[Requirement] Search the records for the word "below" and pick out every line that has it.

[Supplied entries]
'''

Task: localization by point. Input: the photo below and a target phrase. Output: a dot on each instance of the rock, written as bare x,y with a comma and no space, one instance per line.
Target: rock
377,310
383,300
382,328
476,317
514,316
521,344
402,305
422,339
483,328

'''
'''

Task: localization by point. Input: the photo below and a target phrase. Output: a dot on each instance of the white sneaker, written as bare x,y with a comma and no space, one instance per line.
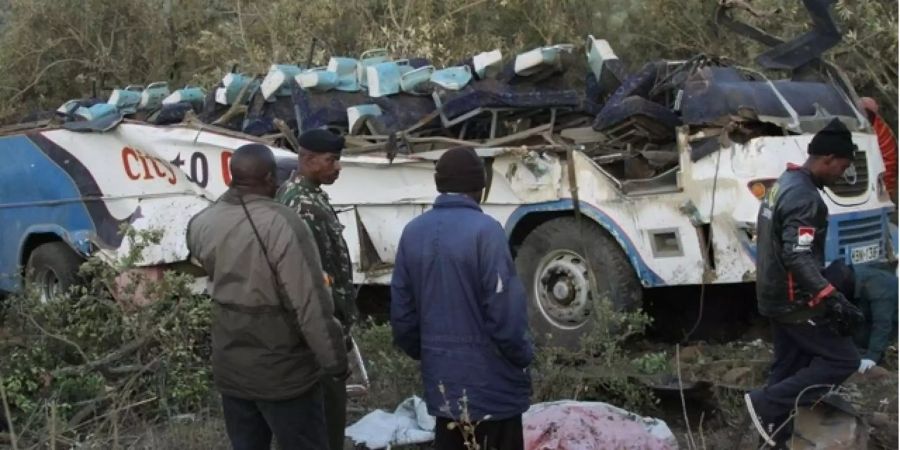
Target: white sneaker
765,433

'''
'''

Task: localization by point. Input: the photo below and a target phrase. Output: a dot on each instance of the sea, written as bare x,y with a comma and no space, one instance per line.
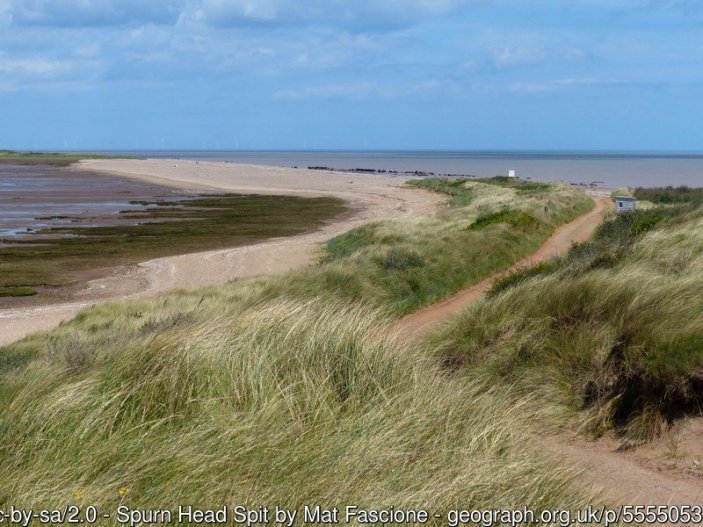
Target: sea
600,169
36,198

'''

[Your solution]
Task: localization by point. Input: the photo below and a target phrase. Output: a dot on each instance of the rock, written as bare x,y with a comma and no space, one instance per line.
Task: localization by point. Input: the photo below and a target phrase. Output: a dot on each instance of the white sneaker, written as bare x,y with a comma and no space, one instance per line.
Task: localization by point. Input: the photo below and a target phrase. Output: a dot on each instance of the sea, written as bare x,y with a comma and no space, one instance per line.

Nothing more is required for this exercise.